---------- Records to use
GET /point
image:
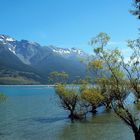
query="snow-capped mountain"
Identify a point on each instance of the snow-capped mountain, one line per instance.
(41, 59)
(26, 51)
--------------------
> _What you have to do_: Select every line of the listing above that contains the string "capped" and reproduce each one in full.

> _Solution to the problem_:
query="snow-capped mountain"
Identify a point on each instance of the snow-capped mountain, one line per instance.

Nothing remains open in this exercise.